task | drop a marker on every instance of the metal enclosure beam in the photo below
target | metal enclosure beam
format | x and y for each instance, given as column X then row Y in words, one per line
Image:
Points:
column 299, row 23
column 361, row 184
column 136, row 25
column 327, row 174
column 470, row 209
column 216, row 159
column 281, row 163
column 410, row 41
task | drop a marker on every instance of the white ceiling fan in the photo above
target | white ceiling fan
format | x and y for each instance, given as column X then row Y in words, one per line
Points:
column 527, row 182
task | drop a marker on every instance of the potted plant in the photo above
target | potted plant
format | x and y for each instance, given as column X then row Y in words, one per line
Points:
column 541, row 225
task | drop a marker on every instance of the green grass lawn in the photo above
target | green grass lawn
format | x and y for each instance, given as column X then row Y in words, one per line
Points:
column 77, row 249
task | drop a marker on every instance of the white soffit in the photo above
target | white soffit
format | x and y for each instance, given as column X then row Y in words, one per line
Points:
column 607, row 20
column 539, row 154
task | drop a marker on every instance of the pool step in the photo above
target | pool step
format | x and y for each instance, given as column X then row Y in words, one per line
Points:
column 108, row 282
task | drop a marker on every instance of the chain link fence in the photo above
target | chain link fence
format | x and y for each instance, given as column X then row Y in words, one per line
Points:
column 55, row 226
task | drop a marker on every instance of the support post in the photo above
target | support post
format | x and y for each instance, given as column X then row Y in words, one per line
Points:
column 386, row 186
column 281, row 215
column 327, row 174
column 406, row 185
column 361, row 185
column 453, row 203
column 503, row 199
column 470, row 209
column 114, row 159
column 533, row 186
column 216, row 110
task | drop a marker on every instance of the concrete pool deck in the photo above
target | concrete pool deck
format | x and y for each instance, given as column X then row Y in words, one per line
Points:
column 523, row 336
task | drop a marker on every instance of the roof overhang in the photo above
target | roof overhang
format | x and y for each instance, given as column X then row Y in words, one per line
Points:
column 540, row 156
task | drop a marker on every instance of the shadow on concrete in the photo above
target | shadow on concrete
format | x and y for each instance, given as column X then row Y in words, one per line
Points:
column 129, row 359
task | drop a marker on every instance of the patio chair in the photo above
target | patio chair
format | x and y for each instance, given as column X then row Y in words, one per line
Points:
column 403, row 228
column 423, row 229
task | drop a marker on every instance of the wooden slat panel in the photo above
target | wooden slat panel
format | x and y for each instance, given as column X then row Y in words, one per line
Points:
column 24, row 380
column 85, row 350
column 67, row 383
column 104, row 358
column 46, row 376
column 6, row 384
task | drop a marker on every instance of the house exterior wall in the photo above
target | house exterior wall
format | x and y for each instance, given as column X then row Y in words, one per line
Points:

┄┄┄┄┄┄┄┄┄┄

▶ **PROBLEM**: Word for word, write out all of the data above.

▶ **EXERCISE SOLUTION**:
task | drop a marker on every instance of the metal enclosure beam in the photo below
target | metal enclosure beam
format | x and y for each instance, given as column X then row Y in words, one per line
Image:
Points:
column 299, row 23
column 361, row 184
column 136, row 25
column 327, row 174
column 470, row 209
column 216, row 159
column 281, row 163
column 410, row 41
task | drop a marker on every instance of the white ceiling fan in the photo above
target | white ceiling fan
format | x and y for each instance, given as column X then row Y in words, one per line
Points:
column 527, row 182
task | drop a marker on every instance of the potted plant in the photo above
target | potted plant
format | x and y for each instance, given as column X then row Y in words, one per line
Points:
column 541, row 225
task | drop a marker on every instance of the green grass lawn in the photo above
target | green grass lawn
format | x and y for each instance, given as column X then row Y in words, one per line
Points:
column 77, row 249
task | drop a marker on every instance of the white soffit in the photo above
target | white soffit
format | x and y for each instance, given as column X then row Y in words, one per line
Points:
column 607, row 20
column 539, row 154
task | drop a marker on every instance of the pool step in the photo above
target | pool step
format | x and y for each instance, given as column X then row Y in words, one per line
Points:
column 108, row 282
task | drop a marker on every instance of the chain link fence in the photo above
target | chain link fence
format | x and y for each instance, given as column X then row Y in words, one per line
Points:
column 55, row 226
task | drop a marker on every instance of the support post in the photo above
target | support post
format | x and y for each instance, given as column X then row Y in words, one per line
Points:
column 386, row 186
column 281, row 215
column 327, row 174
column 406, row 185
column 361, row 185
column 453, row 203
column 503, row 199
column 470, row 209
column 114, row 159
column 533, row 186
column 216, row 110
task | drop a marker on every instance of the concrete pool deck in the photo above
target | concrete pool deck
format | x and y for each instance, given as column X then row Y in words, one per line
Points:
column 523, row 336
task | drop a marker on every instance of the roof overhang in the photo above
target | roof overhang
format | x and y for each instance, given as column X then row Y in words, one per line
Points:
column 540, row 156
task | drop a marker on every instance of the shadow on concrete in the photo above
target | shadow on concrete
format | x and y for each instance, given as column X then row Y in words, one per line
Points:
column 129, row 359
task | drop a marker on every instance of the patio chair in the photo above
target | patio chair
format | x and y for each instance, given as column X then row Y in words, one per line
Points:
column 403, row 228
column 423, row 229
task | drop a marker on every instance of the wooden slat panel in the photo above
target | wooden slat panel
format | x and y for each instance, given as column X then row Y in words, one per line
Points:
column 24, row 380
column 85, row 350
column 67, row 383
column 104, row 358
column 46, row 376
column 6, row 384
task | drop a marker on every instance of the house exterior wall in the photo above
target | house exterior wall
format | x and y for each instance, given as column X then row Y in words, one per line
Points:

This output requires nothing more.